__Verilen Görev 1__: Kastamonu buluşması haberinde "TKB’nin yeni Yönetim" ile başlayıp "böylece 460’a ulaştı." ile biten bölümü yeniden yaz ve bu bölümde "Malatya" yerine "Sivas" kelimesini koy.

§ §

Kastamonu Tarihi Buluşmaya Ev Sahipliği Yaptı
Tarihi Kentler Birliği yılın ilk Buluşmasını 11-12 Mayıs tarihlerinde Kastamonu Belediyesinin ev sahipliğinde yaptı. 2000 yılında Bursa’da kurulan TKB’nin kurulma kararı Kastamonu’da yapılan bir toplantıda alınmıştı. Bu nedenle Kastamonu, miras değerleriyle olduğu kadar TKB tarihi için de önemli bir kent.
TKB Kastamonu Buluşmasının gündemi yoğundu: Geçen haftalarda Olağanüstü bir toplantıyla İstanbul’da yapılan TKB başkanlık seçiminde, Şanlıurfa Belediye Başkanı Nihat Çiftçi seçilmişti. Kastamonu Buluşmasında, bu kez TKB’nin Olağan Meclis Toplantısı yapılarak Encümen ve Komisyon üyeleri seçildi. 2.’si düzenlenen TKB Müze Özendirme Yarışması Ödül Töreni ve Sergisi de Kastamonu Buluşması kapsamında yapıldı. TKB’nin kurucu başkanı Erdoğan Bilenser ve eski başkanları Dr. Asım Güzelbey ile Yusuf Ziya Yılmaz da “TKB’nin Kuruluşu ve Gelişme Süreci” başlıklı oturumda birer konuşma yaparak Buluşmanın ruhuna uygun mesajlar verdi.
Nihat Çiftçi ilk konuşmasını yaptı
Kültür Varlıkları ve Müzeler Genel Müdürü Yalçın Kurt’un da aralarında olduğu 300’ü aşan bir katılımla yapılan Buluşma, 11 Mayıs Cuma akşamı Ferko Ilgaz Mountain Hotel’de yapılan gala yemeği ile başladı. Kastamonu Belediye Başkanı Tahsin Babaş, ÇEKÜL Vakfı ve TKB Danışma Kurulu Başkanı- Prof. Dr. Metin Sözen, Tarihi Kentler Birliği ve Şanlıurfa Büyükşehir Belediye Başkanı Nihat Çiftçi ile Kastamonu Valisi Yaşar Karadeniz, hoş geldiniz konuşmalarını yaparak konukları selamladı.
TKB ve Şanlıurfa Belediye Başkanı Nihat Çiftçi, başkan seçildikten sonraki ilk konuşmasını açılışta yaptı. TKB’nin 18 yıllık birikiminden bahsederek konuşmasına başlayan Çiftçi, TKB toplantılarını uzun zamandır takip ettiğini, belediye başkanları için bir okul görevi gören TKB’nin, kendi gelişimi için de ne kadar önemli rol oynadığını anlattı. Birliğin temel ilkelerinden ayrılmadan başkanlık görevini yürüteceği sözünü verdi.
TKB’nin yeni Yönetim Kurulu için tıklayınız
Meclis toplantısında ayrıca üye olmak için başvuran belediyelerin üyelikleri kabul edildi: Hasa Belediyesi (Hatay), Kuluncak Belediyesi (Malatya), Davulga Belediyesi (Afyonkarahisar), Güdül Belediyesi (Ankara), Çadırkaya Belediyesi (Erzincan), Çemişgezek Belediyesi (Tunceli) TKB’nin yeni üyeleri oldu. TKB üyelerinin sayısı böylece 460’a ulaştı.

§ §

__Verilen Görev 2__: Lütfen aşağıdaki listede "dark" kelimesini içeren satırların sayısını yalnızca sayı olarak yaz.

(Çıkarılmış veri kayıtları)
§ §

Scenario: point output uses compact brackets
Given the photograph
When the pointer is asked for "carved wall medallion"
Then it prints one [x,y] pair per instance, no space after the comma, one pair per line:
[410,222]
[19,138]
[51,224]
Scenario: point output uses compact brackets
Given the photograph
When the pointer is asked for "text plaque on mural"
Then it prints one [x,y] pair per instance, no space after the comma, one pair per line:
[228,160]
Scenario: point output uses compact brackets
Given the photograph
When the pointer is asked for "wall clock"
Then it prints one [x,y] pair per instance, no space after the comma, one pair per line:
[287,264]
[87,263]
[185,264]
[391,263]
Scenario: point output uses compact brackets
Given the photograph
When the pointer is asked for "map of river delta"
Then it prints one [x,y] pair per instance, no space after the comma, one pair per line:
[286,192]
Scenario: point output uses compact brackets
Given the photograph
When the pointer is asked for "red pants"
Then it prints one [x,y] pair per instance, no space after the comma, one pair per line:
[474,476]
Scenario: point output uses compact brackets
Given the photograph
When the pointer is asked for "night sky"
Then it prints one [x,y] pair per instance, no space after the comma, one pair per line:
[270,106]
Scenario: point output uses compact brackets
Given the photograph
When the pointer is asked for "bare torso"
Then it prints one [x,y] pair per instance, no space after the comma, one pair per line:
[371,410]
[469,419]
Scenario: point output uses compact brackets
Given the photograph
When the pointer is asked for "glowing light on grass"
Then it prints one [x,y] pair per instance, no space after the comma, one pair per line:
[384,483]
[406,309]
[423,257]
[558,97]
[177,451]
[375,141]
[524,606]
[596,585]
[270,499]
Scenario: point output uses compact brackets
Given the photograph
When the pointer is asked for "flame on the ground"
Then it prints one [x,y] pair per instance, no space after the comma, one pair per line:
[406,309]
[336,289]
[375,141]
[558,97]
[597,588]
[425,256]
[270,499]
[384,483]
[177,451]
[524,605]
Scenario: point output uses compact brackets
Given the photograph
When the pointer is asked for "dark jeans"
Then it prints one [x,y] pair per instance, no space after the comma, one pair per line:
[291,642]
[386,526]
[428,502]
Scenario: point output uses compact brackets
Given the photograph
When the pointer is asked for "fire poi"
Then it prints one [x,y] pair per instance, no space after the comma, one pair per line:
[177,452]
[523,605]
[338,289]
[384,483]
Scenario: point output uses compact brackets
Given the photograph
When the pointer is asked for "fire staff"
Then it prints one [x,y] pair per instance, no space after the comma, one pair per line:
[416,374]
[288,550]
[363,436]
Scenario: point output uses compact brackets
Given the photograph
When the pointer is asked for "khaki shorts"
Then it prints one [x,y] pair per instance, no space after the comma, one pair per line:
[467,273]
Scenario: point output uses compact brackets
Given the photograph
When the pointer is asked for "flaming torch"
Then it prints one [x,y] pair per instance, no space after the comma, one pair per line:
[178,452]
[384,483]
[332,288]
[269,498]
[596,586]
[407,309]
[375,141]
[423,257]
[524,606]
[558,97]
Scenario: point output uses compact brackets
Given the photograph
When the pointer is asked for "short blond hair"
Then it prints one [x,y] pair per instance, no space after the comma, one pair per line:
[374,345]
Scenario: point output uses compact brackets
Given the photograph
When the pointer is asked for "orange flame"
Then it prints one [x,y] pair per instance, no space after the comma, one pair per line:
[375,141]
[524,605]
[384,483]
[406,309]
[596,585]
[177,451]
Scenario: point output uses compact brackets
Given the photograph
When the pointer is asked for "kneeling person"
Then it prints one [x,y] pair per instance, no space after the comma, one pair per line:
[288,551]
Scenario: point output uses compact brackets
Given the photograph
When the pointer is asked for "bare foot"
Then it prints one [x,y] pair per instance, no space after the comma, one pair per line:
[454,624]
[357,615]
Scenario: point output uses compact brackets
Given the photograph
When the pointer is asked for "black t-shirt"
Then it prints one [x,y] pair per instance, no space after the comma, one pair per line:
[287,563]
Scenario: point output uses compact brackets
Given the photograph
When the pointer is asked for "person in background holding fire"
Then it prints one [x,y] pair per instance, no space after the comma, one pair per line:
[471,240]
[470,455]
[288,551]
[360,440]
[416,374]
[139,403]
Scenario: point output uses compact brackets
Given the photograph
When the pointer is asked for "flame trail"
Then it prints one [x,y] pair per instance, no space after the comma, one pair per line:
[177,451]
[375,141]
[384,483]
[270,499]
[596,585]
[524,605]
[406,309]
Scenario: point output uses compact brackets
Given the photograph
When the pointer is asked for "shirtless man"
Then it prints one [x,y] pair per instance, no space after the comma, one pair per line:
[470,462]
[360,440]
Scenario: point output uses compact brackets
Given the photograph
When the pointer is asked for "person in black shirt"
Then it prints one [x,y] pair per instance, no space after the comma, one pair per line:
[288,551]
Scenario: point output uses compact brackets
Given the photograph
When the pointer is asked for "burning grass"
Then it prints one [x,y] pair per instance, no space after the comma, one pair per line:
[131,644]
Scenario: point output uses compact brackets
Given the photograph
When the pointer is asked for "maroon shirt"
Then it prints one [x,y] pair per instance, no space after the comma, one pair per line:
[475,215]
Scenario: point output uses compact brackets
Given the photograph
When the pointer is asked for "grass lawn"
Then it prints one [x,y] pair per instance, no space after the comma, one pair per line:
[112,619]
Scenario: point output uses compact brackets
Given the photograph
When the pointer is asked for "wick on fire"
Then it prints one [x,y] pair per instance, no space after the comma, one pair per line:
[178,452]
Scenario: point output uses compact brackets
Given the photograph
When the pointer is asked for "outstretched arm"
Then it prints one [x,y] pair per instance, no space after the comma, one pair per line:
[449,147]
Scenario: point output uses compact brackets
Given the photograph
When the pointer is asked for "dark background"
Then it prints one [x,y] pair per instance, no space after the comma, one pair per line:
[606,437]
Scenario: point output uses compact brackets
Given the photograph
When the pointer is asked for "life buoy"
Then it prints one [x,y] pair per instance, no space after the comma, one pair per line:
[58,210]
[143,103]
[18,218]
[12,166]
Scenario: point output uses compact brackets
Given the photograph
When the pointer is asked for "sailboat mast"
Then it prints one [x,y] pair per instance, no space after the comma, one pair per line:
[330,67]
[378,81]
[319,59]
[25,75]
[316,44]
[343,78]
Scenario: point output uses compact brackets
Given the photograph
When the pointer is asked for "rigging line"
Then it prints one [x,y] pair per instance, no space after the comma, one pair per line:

§ §

__Doğru Cevap 1__:
TKB’nin yeni Yönetim Kurulu için tıklayınız
Meclis toplantısında ayrıca üye olmak için başvuran belediyelerin üyelikleri kabul edildi: Hasa Belediyesi (Hatay), Kuluncak Belediyesi (Sivas), Davulga Belediyesi (Afyonkarahisar), Güdül Belediyesi (Ankara), Çadırkaya Belediyesi (Erzincan), Çemişgezek Belediyesi (Tunceli) TKB’nin yeni üyeleri oldu. TKB üyelerinin sayısı böylece 460’a ulaştı.

__Doğru Cevap 2__: 2